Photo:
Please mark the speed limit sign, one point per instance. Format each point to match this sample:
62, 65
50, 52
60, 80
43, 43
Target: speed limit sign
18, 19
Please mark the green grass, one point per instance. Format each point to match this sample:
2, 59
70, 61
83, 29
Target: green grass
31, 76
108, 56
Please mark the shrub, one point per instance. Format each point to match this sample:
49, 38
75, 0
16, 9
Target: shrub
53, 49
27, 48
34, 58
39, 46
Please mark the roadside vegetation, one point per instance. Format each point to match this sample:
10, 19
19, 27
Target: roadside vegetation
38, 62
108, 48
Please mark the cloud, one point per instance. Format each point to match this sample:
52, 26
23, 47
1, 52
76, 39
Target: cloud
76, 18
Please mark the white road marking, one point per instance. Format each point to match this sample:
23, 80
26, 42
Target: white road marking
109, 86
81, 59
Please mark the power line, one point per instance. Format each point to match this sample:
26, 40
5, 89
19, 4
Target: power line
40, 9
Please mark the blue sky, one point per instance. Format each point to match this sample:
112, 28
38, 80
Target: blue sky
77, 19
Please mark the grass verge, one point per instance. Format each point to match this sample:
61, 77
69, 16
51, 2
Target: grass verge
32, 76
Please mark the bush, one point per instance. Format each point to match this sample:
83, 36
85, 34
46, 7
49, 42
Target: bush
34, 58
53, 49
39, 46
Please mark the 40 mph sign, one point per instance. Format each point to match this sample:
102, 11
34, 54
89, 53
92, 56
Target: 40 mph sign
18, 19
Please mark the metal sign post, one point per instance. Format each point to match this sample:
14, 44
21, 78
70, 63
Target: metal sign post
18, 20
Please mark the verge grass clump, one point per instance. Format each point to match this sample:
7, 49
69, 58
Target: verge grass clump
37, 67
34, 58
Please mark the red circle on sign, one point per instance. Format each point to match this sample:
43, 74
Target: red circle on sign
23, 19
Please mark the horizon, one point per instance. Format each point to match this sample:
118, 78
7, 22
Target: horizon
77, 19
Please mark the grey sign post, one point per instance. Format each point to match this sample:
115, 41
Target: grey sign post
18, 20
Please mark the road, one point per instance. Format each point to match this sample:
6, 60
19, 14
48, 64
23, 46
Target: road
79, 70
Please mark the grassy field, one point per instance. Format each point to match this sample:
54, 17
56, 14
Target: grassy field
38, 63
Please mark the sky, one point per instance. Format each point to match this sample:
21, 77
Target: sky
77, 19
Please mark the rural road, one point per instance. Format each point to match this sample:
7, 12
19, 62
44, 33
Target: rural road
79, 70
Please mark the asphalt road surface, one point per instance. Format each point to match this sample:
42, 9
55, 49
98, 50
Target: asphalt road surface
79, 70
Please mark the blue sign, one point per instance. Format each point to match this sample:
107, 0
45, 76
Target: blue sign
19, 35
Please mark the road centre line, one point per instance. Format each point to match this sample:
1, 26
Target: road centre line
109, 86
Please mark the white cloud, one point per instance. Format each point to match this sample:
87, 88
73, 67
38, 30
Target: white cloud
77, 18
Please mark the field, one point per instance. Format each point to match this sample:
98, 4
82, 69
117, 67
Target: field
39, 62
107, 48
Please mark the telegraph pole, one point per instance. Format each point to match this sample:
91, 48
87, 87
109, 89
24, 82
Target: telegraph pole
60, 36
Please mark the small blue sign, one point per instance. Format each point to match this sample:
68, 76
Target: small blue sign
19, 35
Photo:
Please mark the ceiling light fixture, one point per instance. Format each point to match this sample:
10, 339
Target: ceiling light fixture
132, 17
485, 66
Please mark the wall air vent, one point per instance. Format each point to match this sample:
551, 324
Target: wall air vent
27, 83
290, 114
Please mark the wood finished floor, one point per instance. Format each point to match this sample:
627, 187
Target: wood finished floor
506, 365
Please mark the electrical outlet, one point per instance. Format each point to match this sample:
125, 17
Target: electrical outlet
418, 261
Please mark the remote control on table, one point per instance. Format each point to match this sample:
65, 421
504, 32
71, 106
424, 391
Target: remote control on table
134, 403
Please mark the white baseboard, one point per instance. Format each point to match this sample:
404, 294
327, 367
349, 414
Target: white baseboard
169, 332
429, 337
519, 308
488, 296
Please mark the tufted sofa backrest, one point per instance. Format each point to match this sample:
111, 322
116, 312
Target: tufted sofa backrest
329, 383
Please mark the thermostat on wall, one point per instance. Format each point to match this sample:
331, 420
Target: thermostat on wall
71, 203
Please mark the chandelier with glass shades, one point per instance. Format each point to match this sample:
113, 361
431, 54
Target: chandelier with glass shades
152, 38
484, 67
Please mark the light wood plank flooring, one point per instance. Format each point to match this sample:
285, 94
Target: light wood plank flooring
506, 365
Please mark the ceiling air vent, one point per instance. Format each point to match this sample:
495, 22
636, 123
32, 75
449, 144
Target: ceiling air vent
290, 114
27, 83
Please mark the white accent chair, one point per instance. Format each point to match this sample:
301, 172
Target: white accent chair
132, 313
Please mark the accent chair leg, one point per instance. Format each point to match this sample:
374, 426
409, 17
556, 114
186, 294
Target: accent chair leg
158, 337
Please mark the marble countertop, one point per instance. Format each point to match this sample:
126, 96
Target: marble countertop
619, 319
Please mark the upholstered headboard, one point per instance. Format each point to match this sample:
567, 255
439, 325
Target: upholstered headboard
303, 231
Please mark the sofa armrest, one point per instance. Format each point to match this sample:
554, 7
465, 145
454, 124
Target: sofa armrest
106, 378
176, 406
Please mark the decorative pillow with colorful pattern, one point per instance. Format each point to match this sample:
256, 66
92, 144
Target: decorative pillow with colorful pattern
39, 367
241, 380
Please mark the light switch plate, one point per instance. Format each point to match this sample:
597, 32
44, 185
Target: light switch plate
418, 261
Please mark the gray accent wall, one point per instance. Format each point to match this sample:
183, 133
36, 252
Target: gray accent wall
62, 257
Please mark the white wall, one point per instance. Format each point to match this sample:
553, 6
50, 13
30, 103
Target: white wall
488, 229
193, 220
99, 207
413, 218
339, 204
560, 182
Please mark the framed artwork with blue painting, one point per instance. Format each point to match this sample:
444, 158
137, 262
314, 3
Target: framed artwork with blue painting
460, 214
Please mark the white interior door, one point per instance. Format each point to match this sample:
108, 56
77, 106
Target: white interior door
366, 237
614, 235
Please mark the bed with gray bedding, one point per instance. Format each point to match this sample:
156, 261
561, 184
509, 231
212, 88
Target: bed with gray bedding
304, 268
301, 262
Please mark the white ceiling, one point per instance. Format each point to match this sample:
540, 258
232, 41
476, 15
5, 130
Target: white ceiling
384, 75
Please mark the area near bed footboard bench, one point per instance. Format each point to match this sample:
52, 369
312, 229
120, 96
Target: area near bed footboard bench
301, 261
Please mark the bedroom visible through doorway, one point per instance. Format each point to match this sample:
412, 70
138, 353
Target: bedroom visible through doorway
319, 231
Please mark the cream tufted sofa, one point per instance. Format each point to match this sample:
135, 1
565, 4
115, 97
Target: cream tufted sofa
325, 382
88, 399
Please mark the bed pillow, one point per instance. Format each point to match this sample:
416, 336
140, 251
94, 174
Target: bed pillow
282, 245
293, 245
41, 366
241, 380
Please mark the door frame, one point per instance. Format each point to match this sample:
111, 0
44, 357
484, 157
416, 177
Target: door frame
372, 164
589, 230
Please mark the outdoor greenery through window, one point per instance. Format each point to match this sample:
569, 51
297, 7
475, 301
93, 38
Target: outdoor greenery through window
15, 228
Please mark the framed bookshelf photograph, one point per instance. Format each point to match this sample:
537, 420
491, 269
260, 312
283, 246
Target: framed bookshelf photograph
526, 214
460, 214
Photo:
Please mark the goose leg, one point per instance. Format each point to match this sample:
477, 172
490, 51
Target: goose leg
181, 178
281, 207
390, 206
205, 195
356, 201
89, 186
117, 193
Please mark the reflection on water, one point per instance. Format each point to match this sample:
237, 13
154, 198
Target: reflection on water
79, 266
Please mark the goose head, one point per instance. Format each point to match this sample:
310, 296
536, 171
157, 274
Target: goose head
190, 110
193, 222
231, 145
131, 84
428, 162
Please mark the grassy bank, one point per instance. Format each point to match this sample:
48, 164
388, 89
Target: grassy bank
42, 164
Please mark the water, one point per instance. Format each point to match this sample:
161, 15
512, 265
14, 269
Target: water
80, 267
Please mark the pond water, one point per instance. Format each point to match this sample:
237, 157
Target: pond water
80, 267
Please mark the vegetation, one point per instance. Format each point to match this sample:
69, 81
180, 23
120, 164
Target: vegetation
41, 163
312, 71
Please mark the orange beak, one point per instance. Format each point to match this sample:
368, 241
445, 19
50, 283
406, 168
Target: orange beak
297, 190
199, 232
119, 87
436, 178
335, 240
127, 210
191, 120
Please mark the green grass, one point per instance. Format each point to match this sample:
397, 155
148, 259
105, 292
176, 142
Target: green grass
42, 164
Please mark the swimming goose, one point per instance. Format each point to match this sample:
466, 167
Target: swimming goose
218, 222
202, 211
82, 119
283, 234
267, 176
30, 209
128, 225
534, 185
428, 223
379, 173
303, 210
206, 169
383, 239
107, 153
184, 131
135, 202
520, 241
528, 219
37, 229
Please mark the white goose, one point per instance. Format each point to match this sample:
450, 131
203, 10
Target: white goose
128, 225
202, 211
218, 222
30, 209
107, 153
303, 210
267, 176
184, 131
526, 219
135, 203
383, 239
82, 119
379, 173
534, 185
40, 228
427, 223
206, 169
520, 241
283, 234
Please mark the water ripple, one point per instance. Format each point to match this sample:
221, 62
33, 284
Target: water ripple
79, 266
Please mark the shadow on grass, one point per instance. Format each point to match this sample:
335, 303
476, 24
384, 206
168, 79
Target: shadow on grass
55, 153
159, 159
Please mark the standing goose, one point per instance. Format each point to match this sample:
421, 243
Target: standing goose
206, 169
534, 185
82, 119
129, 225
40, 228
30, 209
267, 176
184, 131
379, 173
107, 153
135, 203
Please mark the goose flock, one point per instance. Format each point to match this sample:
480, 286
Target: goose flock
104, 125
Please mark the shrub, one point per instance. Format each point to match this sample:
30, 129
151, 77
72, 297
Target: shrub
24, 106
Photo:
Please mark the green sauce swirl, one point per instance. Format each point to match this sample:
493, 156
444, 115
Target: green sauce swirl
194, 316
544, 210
= = = = = = =
- Exercise requirements: Exactly repeat the lines from the line that contains "Please mark the swimming" to the end of the entries, both included, and leave out all other lines.

- The result:
Please mark the swimming goose, one point per instance. Format each point to match this sample:
466, 167
Target: swimming goose
218, 222
202, 211
82, 119
283, 234
267, 176
30, 209
128, 225
534, 185
428, 223
379, 173
303, 210
206, 169
383, 239
107, 153
184, 131
135, 202
520, 241
528, 219
37, 229
Please mark the white goose, one point per instance. Format each point to match this sample:
450, 131
203, 10
Target: white goose
128, 225
202, 211
218, 222
30, 209
107, 153
303, 210
267, 176
184, 131
526, 219
135, 203
383, 239
82, 119
379, 173
534, 185
40, 228
427, 223
206, 169
520, 241
283, 234
Please mark the water ripple, one point per instance. Format each point to match this sample:
221, 62
33, 284
Target: water ripple
79, 266
Please mark the shadow on grass, one point per instance. Format each point to match this sample:
335, 303
476, 24
384, 206
168, 79
Target: shadow on grass
55, 153
159, 159
Please mark the standing goose, one point per instance. Format each point to match this sample:
421, 243
Target: standing goose
206, 169
534, 185
82, 119
129, 225
40, 228
30, 209
267, 176
184, 131
379, 173
107, 153
135, 203
Please mark the goose flock, one point per instance. Format each point to match this sample:
480, 286
Target: goose flock
104, 125
Please mark the shrub, one point per instance. Format each point to match this sample:
30, 129
151, 77
72, 297
Target: shrub
24, 106
Photo:
Please mark the green sauce swirl, one point per instance. Format each point to match this sample:
493, 156
444, 115
Target: green sauce swirl
194, 316
544, 210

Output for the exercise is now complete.